INPUT DATA:
○ ○ ○ ○ ○
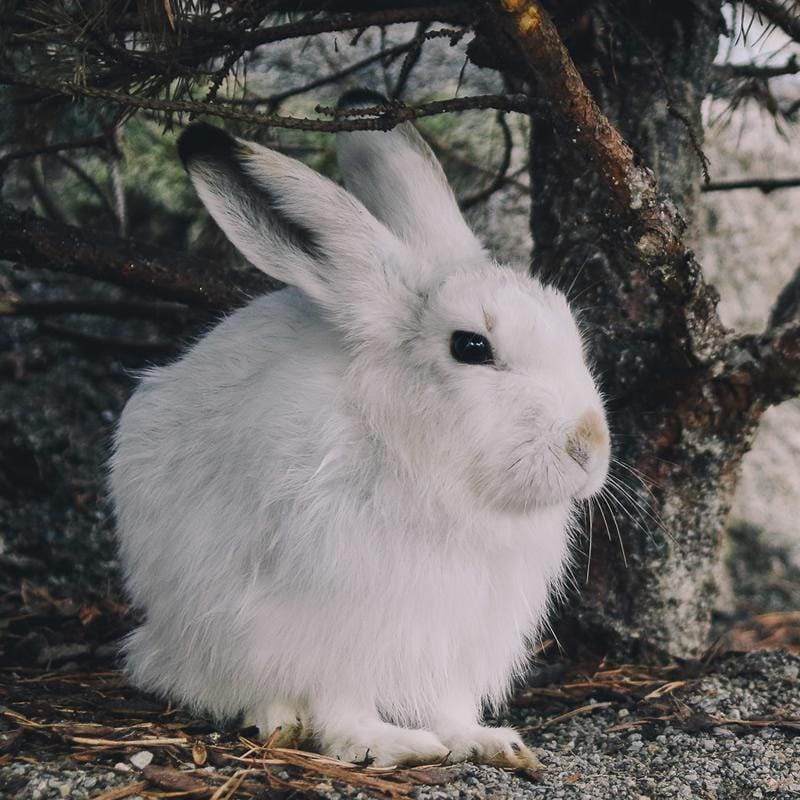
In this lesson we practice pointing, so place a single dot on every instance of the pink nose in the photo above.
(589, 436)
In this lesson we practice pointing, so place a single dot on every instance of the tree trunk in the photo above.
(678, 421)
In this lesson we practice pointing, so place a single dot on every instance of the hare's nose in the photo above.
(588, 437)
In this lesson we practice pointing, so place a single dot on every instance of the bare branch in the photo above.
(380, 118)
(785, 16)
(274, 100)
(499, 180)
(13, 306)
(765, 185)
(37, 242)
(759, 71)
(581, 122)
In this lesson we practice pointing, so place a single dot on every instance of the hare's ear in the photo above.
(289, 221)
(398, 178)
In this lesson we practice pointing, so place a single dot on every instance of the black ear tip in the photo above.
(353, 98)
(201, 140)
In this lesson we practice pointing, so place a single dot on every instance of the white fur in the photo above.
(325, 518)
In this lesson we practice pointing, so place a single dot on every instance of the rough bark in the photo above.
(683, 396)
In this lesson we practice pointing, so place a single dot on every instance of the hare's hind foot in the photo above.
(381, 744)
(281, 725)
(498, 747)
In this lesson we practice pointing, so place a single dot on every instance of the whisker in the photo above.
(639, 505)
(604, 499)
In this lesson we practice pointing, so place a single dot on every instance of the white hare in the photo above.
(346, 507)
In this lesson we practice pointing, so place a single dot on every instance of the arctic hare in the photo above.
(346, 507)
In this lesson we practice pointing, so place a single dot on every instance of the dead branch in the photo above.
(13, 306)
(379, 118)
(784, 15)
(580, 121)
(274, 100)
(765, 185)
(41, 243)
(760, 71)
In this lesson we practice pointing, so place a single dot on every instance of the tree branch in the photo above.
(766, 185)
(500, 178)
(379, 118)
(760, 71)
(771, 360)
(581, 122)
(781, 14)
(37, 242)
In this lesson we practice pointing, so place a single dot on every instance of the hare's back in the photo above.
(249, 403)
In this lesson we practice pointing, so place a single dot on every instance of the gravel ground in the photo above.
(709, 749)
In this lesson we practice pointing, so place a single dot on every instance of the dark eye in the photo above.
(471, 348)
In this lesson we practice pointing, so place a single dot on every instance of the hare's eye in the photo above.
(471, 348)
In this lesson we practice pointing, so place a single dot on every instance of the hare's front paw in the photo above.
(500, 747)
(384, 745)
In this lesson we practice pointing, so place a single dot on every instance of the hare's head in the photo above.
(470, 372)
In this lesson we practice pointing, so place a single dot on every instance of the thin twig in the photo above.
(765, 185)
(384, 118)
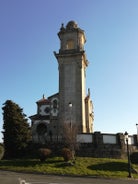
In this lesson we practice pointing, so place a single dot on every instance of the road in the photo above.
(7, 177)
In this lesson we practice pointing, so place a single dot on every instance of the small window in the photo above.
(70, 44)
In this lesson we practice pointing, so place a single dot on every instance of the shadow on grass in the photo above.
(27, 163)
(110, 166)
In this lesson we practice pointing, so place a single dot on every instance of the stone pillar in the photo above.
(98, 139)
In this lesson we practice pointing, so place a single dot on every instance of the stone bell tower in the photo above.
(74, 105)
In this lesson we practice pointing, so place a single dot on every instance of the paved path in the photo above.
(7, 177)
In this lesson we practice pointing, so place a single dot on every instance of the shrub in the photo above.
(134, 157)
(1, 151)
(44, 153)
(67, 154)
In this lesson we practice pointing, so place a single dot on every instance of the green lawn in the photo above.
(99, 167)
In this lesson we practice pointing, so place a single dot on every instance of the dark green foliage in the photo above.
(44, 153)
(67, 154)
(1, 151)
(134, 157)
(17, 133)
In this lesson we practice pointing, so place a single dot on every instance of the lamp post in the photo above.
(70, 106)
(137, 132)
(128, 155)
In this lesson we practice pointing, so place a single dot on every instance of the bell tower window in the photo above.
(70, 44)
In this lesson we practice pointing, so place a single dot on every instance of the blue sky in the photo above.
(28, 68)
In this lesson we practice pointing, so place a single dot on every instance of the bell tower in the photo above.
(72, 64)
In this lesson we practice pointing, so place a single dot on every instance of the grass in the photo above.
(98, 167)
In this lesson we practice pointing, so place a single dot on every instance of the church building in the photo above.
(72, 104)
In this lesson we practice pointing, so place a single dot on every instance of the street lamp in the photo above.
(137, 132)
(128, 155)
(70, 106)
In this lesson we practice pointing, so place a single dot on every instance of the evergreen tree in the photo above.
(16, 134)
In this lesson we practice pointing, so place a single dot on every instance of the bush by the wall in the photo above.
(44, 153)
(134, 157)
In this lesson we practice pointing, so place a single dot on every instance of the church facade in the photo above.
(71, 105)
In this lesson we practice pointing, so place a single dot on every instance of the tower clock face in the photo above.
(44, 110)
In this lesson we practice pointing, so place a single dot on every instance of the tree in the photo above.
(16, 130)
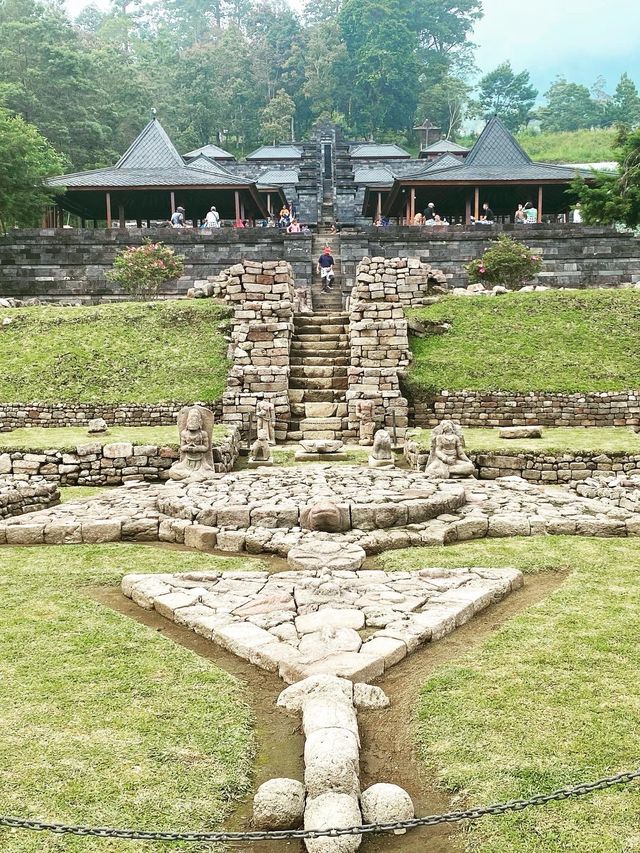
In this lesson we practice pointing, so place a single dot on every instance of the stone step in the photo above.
○ ○ ○ ○ ○
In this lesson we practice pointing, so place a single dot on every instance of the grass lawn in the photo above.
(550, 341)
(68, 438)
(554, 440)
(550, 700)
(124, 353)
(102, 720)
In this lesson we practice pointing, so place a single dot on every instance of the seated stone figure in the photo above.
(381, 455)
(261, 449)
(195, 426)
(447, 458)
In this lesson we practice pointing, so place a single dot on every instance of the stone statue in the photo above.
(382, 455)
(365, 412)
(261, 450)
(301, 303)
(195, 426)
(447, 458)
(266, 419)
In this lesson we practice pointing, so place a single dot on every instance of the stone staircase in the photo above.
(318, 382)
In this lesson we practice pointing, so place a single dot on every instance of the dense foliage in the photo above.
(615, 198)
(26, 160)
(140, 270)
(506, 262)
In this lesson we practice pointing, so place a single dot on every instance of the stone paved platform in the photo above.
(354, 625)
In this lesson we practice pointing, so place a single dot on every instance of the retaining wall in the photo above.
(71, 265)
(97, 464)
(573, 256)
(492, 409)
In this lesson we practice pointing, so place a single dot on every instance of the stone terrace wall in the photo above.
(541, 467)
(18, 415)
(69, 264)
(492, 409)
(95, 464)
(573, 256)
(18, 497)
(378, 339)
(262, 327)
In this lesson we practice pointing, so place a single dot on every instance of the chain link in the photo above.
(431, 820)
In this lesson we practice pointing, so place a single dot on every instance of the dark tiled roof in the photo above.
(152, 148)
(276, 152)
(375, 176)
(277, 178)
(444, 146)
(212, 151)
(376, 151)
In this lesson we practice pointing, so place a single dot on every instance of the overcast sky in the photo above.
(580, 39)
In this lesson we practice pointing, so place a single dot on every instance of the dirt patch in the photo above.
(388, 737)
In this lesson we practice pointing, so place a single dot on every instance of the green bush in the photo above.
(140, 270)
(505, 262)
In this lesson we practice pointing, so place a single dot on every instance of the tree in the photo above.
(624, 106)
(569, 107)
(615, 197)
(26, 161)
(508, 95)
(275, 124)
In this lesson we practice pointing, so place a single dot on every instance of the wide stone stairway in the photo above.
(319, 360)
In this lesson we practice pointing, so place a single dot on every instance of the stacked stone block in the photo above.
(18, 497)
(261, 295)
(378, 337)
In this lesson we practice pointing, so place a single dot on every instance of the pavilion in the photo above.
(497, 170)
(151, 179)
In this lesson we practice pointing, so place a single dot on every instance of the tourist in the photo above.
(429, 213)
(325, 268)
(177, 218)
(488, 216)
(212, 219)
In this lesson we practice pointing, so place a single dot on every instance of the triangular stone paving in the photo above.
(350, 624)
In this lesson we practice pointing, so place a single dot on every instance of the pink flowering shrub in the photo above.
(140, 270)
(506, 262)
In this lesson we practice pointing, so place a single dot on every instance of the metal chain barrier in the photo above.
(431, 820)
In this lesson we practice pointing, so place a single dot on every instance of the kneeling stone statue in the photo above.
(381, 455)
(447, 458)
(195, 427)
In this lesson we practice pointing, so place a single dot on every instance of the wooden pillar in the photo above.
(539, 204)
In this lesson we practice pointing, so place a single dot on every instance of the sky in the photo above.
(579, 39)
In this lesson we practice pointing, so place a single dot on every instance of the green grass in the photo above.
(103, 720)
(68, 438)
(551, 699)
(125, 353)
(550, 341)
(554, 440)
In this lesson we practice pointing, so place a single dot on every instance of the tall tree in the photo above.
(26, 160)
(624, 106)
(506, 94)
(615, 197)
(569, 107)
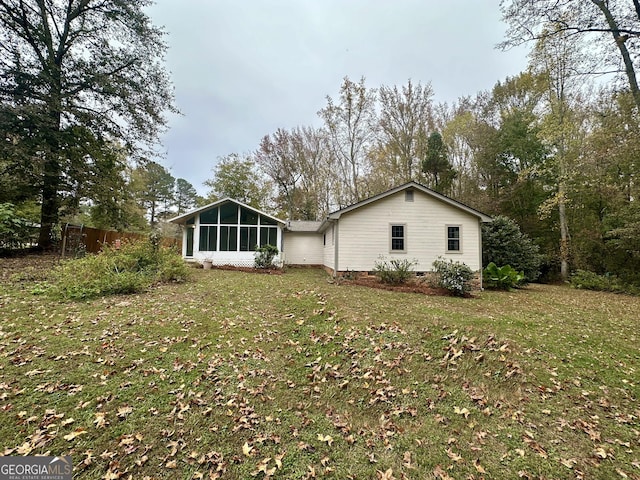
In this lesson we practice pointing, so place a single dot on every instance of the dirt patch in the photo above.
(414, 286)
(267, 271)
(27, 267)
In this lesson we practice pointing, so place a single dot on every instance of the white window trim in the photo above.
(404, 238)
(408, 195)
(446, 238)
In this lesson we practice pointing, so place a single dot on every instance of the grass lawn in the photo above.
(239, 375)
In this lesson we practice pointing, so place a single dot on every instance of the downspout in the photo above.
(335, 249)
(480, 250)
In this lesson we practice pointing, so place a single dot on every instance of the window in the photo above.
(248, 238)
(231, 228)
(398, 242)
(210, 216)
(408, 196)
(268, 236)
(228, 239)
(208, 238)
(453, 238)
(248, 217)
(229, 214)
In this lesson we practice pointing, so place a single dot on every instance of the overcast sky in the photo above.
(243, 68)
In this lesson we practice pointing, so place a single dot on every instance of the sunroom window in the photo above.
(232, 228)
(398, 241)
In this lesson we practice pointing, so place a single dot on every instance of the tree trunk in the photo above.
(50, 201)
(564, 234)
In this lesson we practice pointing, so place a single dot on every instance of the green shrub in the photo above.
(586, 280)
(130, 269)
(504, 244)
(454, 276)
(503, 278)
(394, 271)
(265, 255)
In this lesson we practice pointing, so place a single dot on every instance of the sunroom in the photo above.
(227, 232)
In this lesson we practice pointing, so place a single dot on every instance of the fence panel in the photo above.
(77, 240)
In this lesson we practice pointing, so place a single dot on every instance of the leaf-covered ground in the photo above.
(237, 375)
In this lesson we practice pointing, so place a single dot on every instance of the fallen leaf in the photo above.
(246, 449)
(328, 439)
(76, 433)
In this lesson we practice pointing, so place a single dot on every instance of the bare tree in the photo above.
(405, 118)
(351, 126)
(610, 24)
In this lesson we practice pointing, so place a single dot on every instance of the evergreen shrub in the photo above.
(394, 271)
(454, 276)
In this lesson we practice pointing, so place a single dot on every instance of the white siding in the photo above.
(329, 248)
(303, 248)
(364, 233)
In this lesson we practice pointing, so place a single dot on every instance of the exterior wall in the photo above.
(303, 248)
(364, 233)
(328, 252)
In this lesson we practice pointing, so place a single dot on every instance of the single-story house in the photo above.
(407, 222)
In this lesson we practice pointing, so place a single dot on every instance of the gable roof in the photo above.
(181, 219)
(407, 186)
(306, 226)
○ ○ ○ ○ ○
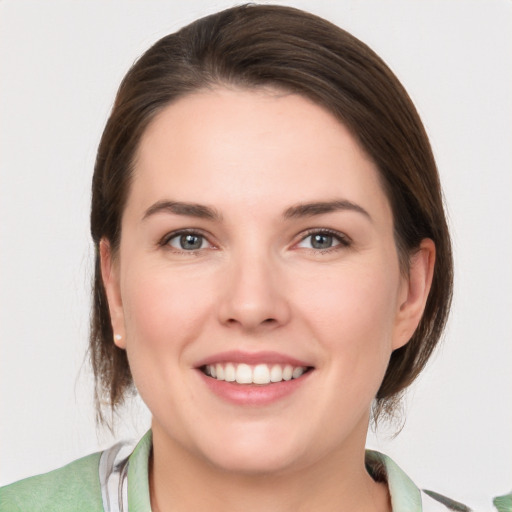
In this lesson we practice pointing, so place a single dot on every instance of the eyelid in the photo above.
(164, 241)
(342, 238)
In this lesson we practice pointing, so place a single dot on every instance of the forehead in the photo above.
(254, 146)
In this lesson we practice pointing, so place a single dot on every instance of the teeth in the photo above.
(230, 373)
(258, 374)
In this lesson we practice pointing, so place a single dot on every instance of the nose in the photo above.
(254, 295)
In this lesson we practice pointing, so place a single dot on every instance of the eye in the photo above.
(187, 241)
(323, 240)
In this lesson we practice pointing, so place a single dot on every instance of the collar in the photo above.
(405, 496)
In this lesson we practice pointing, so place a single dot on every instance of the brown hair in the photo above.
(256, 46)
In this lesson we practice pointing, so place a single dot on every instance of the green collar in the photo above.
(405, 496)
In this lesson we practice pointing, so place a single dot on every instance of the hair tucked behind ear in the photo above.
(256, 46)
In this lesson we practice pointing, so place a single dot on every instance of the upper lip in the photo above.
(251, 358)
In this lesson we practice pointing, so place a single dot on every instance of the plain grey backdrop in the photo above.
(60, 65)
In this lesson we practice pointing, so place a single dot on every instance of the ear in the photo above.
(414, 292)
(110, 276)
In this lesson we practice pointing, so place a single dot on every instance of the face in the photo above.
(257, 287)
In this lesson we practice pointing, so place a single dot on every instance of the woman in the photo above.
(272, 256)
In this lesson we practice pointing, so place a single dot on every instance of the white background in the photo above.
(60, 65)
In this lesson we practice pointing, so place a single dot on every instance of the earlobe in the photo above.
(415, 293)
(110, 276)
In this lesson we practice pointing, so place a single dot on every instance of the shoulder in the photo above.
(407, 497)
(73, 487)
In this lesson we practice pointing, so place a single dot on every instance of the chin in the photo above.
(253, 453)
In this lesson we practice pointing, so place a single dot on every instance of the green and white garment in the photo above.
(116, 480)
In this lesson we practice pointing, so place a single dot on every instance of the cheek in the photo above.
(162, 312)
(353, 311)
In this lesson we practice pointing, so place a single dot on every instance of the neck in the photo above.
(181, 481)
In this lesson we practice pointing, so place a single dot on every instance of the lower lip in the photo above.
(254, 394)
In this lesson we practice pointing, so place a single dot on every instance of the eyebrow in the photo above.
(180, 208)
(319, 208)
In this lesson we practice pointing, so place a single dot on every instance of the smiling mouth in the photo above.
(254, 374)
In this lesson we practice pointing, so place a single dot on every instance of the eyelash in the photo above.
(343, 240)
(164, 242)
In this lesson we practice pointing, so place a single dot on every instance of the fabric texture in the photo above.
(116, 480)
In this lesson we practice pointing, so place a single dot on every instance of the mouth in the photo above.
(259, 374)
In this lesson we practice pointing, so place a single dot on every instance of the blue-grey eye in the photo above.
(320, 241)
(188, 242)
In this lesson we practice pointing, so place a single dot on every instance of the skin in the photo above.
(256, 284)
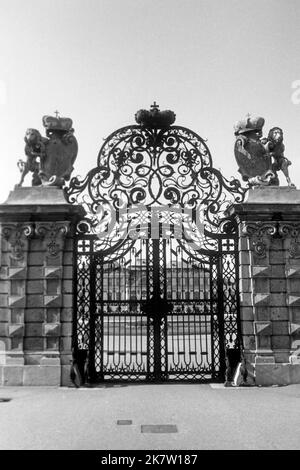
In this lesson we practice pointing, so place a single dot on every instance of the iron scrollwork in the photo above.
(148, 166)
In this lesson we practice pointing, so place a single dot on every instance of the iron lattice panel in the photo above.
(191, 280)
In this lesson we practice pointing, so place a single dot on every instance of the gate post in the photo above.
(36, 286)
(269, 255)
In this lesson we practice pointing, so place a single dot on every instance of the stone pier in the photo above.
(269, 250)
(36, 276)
○ ○ ○ ○ ○
WHAT THIS TASK INVOLVES:
Copy out each line from the items above that contains the word "post".

FINISHED ANSWER:
In this lesson we practice pointing, so place a single dot on every instance of the lamp post in the photo above.
In this lesson we practice pointing, so place a single dot on every instance of the gate post in the photo above.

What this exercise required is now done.